--- begin ---

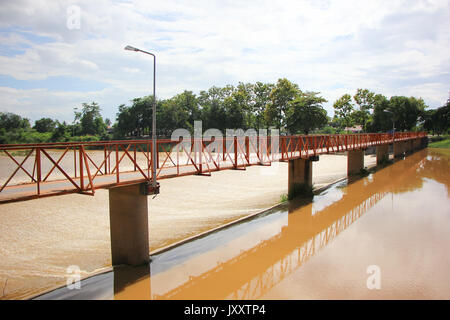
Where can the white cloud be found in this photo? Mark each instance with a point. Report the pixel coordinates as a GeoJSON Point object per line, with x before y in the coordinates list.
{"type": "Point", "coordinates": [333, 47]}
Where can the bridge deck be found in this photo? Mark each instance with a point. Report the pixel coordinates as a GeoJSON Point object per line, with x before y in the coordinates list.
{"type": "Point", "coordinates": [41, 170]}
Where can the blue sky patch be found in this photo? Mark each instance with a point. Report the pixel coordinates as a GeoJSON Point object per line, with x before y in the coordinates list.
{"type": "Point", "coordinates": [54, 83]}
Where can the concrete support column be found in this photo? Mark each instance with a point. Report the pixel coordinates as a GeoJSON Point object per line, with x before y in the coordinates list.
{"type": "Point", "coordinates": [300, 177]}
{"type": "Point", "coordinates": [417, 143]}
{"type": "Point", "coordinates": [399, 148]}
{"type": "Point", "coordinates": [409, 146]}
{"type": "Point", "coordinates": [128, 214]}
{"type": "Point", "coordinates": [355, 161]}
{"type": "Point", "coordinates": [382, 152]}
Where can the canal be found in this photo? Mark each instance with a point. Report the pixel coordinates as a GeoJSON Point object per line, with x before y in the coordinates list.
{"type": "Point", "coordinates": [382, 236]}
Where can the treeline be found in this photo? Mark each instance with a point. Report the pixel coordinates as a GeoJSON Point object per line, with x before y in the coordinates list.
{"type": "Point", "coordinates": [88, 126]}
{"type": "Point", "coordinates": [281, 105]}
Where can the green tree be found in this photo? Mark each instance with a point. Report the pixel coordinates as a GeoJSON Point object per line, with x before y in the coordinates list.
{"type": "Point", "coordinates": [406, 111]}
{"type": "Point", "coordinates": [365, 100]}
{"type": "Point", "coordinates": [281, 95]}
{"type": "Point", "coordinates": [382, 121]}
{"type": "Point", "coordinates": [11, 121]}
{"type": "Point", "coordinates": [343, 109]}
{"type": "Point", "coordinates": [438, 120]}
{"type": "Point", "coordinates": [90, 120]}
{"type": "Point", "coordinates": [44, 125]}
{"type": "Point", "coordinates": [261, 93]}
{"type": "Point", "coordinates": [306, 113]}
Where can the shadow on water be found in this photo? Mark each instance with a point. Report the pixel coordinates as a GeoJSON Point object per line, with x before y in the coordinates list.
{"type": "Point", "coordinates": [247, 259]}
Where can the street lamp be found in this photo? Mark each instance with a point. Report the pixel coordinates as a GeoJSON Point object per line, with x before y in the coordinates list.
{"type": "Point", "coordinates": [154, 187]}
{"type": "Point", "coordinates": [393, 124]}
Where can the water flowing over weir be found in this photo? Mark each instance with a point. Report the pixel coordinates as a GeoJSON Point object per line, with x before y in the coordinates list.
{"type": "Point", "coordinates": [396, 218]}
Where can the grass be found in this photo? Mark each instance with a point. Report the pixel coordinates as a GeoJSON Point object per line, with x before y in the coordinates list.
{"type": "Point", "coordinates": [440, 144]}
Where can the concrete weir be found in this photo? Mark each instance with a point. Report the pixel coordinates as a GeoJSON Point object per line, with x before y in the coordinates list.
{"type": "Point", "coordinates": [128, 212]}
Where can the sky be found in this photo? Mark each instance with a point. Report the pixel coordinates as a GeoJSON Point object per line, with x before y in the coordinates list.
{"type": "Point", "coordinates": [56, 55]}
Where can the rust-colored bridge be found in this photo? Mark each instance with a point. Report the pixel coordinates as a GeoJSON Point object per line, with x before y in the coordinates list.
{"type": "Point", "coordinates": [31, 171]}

--- end ---
--- begin ---

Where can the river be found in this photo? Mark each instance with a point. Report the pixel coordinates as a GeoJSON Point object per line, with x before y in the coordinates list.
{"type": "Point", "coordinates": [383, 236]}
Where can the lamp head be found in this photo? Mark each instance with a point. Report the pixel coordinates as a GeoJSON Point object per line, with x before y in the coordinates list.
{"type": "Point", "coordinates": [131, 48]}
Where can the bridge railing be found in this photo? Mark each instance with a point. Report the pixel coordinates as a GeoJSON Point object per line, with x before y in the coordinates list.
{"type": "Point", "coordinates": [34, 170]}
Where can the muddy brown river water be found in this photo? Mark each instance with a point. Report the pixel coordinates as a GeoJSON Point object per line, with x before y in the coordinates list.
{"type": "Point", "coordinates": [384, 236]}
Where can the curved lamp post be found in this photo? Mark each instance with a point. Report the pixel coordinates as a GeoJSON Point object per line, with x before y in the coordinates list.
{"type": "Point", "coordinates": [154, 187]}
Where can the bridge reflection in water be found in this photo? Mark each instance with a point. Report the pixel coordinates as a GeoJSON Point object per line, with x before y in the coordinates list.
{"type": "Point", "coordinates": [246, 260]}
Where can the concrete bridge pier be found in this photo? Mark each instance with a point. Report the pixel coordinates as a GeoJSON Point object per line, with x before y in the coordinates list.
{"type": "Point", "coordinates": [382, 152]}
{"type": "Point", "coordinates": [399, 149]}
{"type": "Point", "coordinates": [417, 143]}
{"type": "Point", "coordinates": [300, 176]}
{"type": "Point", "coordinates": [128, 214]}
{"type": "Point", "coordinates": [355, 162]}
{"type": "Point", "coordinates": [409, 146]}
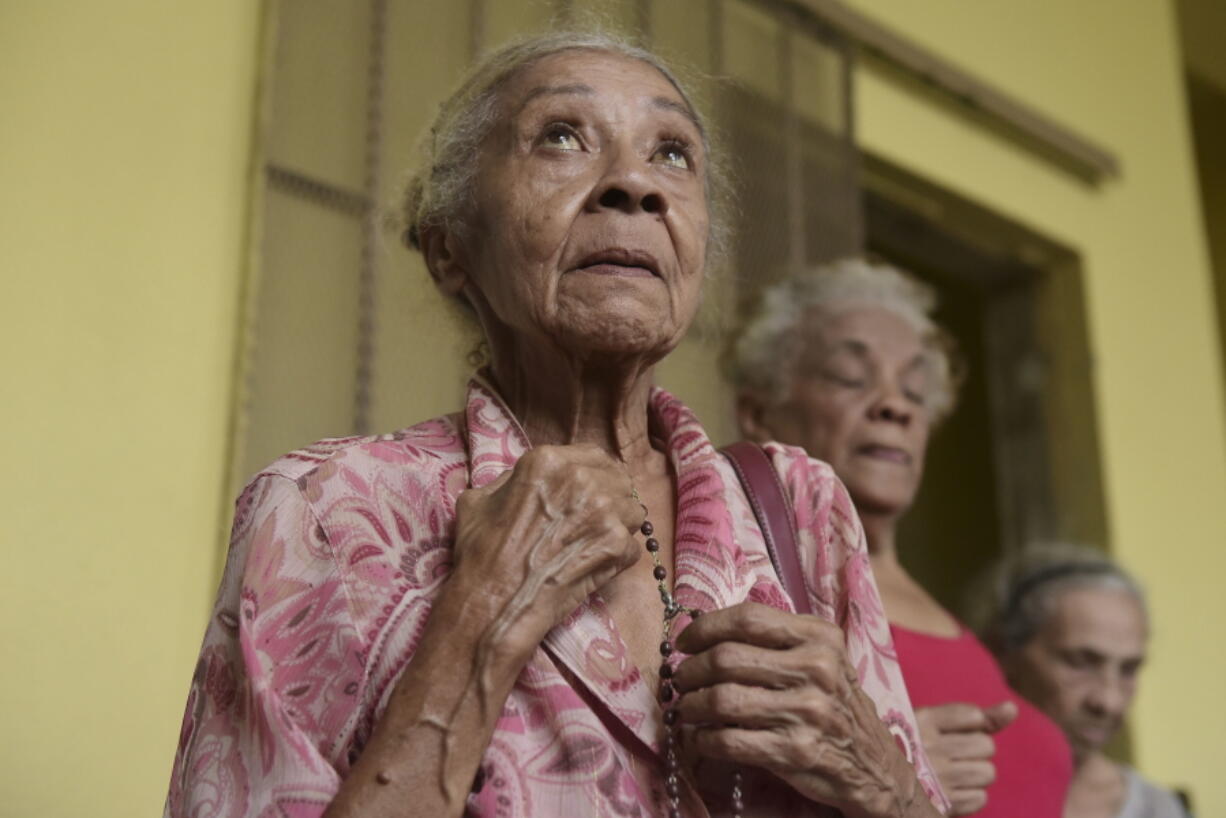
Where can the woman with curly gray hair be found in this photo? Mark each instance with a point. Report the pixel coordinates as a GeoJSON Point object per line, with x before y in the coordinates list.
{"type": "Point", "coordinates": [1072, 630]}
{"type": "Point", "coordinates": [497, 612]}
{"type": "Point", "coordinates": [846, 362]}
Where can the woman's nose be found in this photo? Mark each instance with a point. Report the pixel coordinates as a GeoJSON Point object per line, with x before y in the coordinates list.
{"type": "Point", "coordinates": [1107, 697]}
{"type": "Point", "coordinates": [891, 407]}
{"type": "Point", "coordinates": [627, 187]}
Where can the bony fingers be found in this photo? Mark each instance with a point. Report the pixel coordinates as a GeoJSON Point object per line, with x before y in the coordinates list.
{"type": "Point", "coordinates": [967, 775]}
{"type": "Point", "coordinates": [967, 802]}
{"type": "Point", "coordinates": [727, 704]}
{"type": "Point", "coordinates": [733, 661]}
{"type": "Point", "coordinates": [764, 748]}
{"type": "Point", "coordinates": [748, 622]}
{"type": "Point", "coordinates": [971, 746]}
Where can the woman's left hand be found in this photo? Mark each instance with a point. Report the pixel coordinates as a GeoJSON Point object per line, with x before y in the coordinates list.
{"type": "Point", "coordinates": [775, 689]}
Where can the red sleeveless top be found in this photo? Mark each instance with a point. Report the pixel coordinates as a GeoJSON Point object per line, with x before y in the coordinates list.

--- end ---

Pick out every line of the items above that contains the string "water", and copy each one. Match case exactly.

FULL RESPONSE:
Where can the shadow on water be found in this photo? Mark each instance with a point. Report the pixel coordinates as a GeoJSON Point object per line, with x before y in the coordinates list.
Where can the water flowing over weir be found in this photo? Mark each instance with a point. Report the pixel coordinates as a GeoJSON Point object per line, with x before y in the coordinates list.
Where can the muddy brown river water be found in this photo? Mark each instance with a point. Report the pixel coordinates as a GeoJSON Point object per line, with x before y in the coordinates list.
Where can the bridge reflection in water be found in this photo? Mark each instance with a point. Report the pixel coordinates as a GeoJSON Point object per line, with x before y in the coordinates list.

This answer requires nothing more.